Répondez aux questions suivantes à partir de l'extrait sur Santa Cruz présenté ci-dessous.
(a) En quel mois et en quelle année la rencontre avec Mme Natalia Ibañez a-t-elle eu lieu ?
(b) Quelle ville Mme Ibañez présente-t-elle comme « la plus moderne de Bolivie » ?
(c) Quel président Mme Ibañez souhaitait-elle évincer du pouvoir ?

▸ **EXTRAIT DU TEXTE**:
********

Lors d’un précédent voyage, en décembre 2018, nous avions rencontré Mme Natalia Ibañez dans un avion. Elle avait ensuite chaleureusement proposé de nous accueillir dans sa ville. « Santa Cruz, c’est la ville la plus moderne de Bolivie. Vous avez vu tous ces condos, avait-elle alors interrogé, en référence aux lotissements privés et gardés, qui pullulent ici. C’est normal, nous, à Santa Cruz, on sait investir l’argent ; on sait le faire fructifier. Pas comme ces Indiens qui enfouissent le leur dans la terre, en offrande à leur “Pachamama”. » À l’époque, Mme Ibañez ne rêvait que d’une seule chose : évincer du pouvoir le président Evo Morales, cet « Indien illettré ».

********

▸ **DONNÉES FOURNIES**:
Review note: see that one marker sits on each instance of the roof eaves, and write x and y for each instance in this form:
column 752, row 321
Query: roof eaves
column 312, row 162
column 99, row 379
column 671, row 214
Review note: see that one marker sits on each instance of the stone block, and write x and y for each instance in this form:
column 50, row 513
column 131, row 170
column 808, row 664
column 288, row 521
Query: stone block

********

▸ **CORRIGÉ DÉTAILLÉ**:
(a) La rencontre a eu lieu en décembre 2018, dans un avion.
(b) Elle présente Santa Cruz comme la ville la plus moderne de Bolivie.
(c) Elle souhaitait évincer du pouvoir le président Evo Morales.